### Challenge
Reproduce every one of the items below word for word, omitting the pictures.

### Data listing
+---+
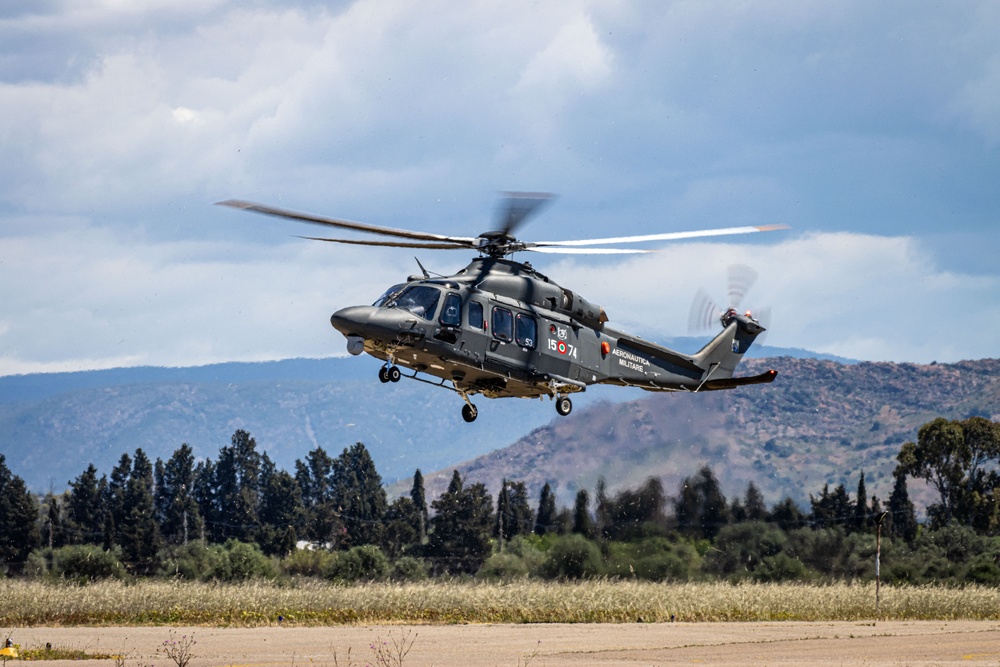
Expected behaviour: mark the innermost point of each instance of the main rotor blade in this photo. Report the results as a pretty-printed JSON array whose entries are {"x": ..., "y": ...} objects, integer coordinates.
[
  {"x": 391, "y": 244},
  {"x": 667, "y": 236},
  {"x": 741, "y": 279},
  {"x": 704, "y": 311},
  {"x": 516, "y": 207},
  {"x": 586, "y": 251},
  {"x": 343, "y": 224}
]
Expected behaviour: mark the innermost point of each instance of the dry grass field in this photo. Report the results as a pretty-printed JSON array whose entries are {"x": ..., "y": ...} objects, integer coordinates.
[
  {"x": 826, "y": 644},
  {"x": 517, "y": 624},
  {"x": 602, "y": 601}
]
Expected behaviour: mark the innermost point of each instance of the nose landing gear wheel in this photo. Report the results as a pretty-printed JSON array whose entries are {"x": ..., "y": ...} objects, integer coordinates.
[{"x": 564, "y": 406}]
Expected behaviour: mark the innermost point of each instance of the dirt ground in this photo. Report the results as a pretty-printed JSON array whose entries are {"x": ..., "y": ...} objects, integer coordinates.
[{"x": 581, "y": 645}]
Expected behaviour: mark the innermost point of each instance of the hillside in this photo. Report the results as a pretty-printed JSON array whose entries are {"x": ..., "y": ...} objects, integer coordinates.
[
  {"x": 820, "y": 422},
  {"x": 53, "y": 424}
]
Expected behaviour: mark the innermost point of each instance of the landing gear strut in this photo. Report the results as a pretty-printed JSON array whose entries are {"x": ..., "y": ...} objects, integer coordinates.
[
  {"x": 469, "y": 411},
  {"x": 564, "y": 406},
  {"x": 389, "y": 374}
]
+---+
### Exercise answer
Expected behaviour: mark the innermost point of each instance of the main rotor blade in this photo. Report the results as a pretty-printed JSON array whose entries are {"x": ..., "y": ...} objects, integer coordinates.
[
  {"x": 391, "y": 244},
  {"x": 667, "y": 236},
  {"x": 741, "y": 279},
  {"x": 704, "y": 311},
  {"x": 516, "y": 207},
  {"x": 586, "y": 251},
  {"x": 343, "y": 224}
]
Expected behaviour: mark the innermost point of each instance of the dry grass field in this photo. Report the results as a pretty-printed JSON array whose entries are {"x": ..., "y": ...} objects, integer coordinates.
[
  {"x": 826, "y": 644},
  {"x": 517, "y": 624},
  {"x": 602, "y": 601}
]
Expected behaviour: mark the innermost point of each instance of the nose landing gear wheel in this photo. Report the results as a pretty-printed JSON array whose entries are {"x": ..., "y": ...} objects, integer coordinates.
[{"x": 564, "y": 406}]
Expected behaviour: mark the innermost point of each instance of the dirt ground in this photo. Report the results as a pretty-printed JSON array whose entries are {"x": ..., "y": ...} objects, integer coordinates.
[{"x": 581, "y": 645}]
Expected behaviour: mark the innermost point of each instance of the hillside in this photo. Report the results as a pretty-printed JSON array whose entries are {"x": ..., "y": ...} objects, integer coordinates.
[
  {"x": 820, "y": 422},
  {"x": 53, "y": 424}
]
Expected behaviour: mark the innermost point of each instance of the landing gear strut in this photo. Report the results as a pretty-printed JSON array whose entries are {"x": ..., "y": ...} objects, integer coordinates.
[
  {"x": 469, "y": 411},
  {"x": 564, "y": 406},
  {"x": 389, "y": 374}
]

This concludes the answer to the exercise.